[Die Aufgabe 1] Schreib aus der Liste nur den Abschnitt von der Zeile mit „Practice step: locate the thumbs“ bis einschließlich zum Ende der Liste vollständig ab und verschiebe dabei jeden Koordinatenwert um 53 nach oben.

------ Textauszug ------

Helmut Qualtinger gab in seinen letzten Lebensjahren zwei Mal Lesungen des "braven Soldaten Schwejk": Einmal für den Bayerischen Rundfunk, der eine Langfassung ausstrahlte, einmal eine verkürzte für "Kabarett & Komödie am Naschmarkt" in Wien 1986. Den Inhalt dieser beiden Wiener Abende, an denen "Quasi" zum letzten Mal vor seinem Tod am 29. September 1986 öffentlich las, geben die 3 CDs dieses bei Preiser erschienenen Hörbuchs wieder.

Wenn es eine österreichische Nationalliteratur gibt, dann gehört Haseks "Schwejk" unbedingt dazu. Wir lachen nach 80 Jahren noch über das treffende Porträt der österreichischen Oberschicht, die bei Hasek hauptsächlich eine deutsche und jüdische ist, wie es wohl der Realität im damaligen Böhmen entsprochen hat. Der hohlen Phraseologie schneidiger Militärs und abgehobener Kriegstreiber wird hier eine volkstümliche Hanswurstfigur entgegengesetzt, die mit sprachkomischen Mitteln (absurde Vergleiche, Wörtlichnehmen) und scheinbarer Überanpassung den Ernst gestelzter Reden in Schönbrunner Deutsch ins Rutschen bringt.

Der Kriegsbeginn lässt die Gegensätze aneinander prallen. Auf der Seite der Klugen, Gebildeten, Herrschenden hört man, dass der Krieg in wenigen Monaten zu Ende sei, Leute, die nie eine Kugel pfeifen hören, interpretieren mit großer Geste die militärische Strategie der k.k. Armee. Sie manipulieren "das Volk" und glauben letztendlich selbst an ihre Losungen. Je höher einer steht in der Hierarchie, desto mehr irrt er. Es ist ein "Blöder" wie Schwejk, der dem Krieg lange Dauer voraussagt und dafür angefeindet wird. Weil wir wissen, dass Schwejk Recht behalten haben wird, erhält die ihm unterstellte Blödheit einen doppelten Boden. Es ist die Blödheit und der Irrsinn der dominanten Klassen, die die Blödheit und den Irrsinn der Unterschichten hervorbringt: Schwejk, der Knecht, spiegelt seine Herren, die Offiziere der Monarchie.

------ Vorliegendes Material ------

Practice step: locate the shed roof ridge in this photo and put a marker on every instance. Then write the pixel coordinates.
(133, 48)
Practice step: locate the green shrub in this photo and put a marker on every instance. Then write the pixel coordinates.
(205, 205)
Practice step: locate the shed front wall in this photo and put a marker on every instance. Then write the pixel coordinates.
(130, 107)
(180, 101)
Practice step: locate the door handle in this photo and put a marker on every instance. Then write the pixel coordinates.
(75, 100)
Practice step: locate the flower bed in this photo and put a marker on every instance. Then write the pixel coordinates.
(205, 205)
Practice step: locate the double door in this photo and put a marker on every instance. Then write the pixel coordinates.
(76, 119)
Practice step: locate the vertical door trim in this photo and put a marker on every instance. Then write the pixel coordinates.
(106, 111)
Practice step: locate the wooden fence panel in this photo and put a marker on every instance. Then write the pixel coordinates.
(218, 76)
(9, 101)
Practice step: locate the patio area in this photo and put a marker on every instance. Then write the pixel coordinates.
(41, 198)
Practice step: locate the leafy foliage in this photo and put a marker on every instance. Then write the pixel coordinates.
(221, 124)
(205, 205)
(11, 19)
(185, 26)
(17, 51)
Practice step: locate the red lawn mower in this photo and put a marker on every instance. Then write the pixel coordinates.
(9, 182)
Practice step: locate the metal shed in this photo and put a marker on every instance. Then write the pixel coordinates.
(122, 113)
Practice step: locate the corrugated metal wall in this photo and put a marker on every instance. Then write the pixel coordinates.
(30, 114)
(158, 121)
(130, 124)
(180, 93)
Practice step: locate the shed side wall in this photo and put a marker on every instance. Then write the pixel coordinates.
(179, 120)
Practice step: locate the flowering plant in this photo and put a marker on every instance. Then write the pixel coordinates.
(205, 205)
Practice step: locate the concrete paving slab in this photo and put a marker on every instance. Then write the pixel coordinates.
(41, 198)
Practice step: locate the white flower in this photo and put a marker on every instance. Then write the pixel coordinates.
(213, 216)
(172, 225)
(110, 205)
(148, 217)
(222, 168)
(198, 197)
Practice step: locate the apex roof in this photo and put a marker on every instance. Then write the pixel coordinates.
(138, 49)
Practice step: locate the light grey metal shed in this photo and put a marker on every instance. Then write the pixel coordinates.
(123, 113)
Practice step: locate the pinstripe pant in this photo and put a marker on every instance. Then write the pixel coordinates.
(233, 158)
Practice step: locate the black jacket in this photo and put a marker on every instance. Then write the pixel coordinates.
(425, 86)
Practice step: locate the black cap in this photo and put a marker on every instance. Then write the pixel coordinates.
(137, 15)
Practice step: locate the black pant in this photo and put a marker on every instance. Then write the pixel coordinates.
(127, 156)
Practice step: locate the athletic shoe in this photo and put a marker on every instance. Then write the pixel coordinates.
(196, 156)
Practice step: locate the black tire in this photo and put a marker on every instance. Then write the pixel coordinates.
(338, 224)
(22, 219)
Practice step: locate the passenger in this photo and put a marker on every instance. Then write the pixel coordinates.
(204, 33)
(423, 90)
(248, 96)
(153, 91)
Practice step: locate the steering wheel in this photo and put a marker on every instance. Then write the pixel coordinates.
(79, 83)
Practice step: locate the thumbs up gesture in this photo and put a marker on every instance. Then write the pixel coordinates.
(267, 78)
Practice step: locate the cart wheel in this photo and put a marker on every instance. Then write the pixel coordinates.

------

[Die Aufgabe 2] Schreib den Text über Qualtingers Schwejk-Lesungen nach seinem letzten Satz weiter.

[Lösung 1]
Practice step: locate the thumbs up gesture in this photo and put a marker on every instance. Then write the pixel coordinates.
(320, 131)
Practice step: locate the cart wheel in this photo and put a marker on every instance. Then write the pixel coordinates.

[Lösung 2]
Das ganze Gehabe dieser Militärs, selbst noch des gutmütigen Oberleutnant Lukasch, bedeutet dem einfachen Soldaten seine Minderwertigkeit, und dieser spielt mit.
Wenn der Militäroberarzt den Schwejk anfährt: "Sind Sie blöd, Schwejk?" und dieser auf diese Ungeheuerlichkeit treuherzig zurückgibt: "Melde gehorsamst, ich bin blöd.", bleibt er im Bild, anstatt, wie es sich nach der Meinung des Beleidigers gehörte, mit einer untertänigen Bitte um Verzeihung oder anderen Zeichen der Reue daraus zu fallen. Darin liegt etwas Subversives, Irritierendes, das Schwejk verdächtig macht. Man kann ihm, der in der Maske des Narren mal weise, mal unendlich dumm erscheint, nicht an.
Schwejk fühlt wie alle seine böhmischen Freunde im Gasthaus Palivec: der Krieg wird vielen das Leben oder die Gesundheit kosten und viel ruinieren. Von der Monarchie und vom Kaiser hält man nicht viel. Ein diktatorischer Gesinnungsdruck, persönlich ausgeübt vom Polizeispitzel Bretschneider, der seiner Arbeit im Gasthaus nachgeht, zwingt jedoch zur Vorsicht.

Was tun, wenn von der Obrigkeit eine Stellungnahme zum Krieg, zum Militär oder zum Kaiser erbeten wird? Die Wahrheit kann man nicht sagen, sonst wird man gleich verhaftet, also übertreibt man, spielt mit und setzt noch was drauf. Darauf kann der Andere so oder so reagieren: wer am stärksten verdrängt, was ihm die Intuition längst sagt, stimmt in den zynischen Patriotismus Schwejks ein (wie die Prager Zeitungen oder die militaristische Baronin von Botzenheim), die anderen empfinden deutlich das Unechte seiner Äußerungen, können aber wegen der "Verdränger" nicht gegen ihn an.
Eine zweite Taktik Schwejks ist das Ausweichen. Wird er zu verfänglichen "hohen" Themen befragt, zieht er die Sache durch einen Vergleich mit der niedrigen Sphäre seines Hundegeschäftes ins Lächerliche.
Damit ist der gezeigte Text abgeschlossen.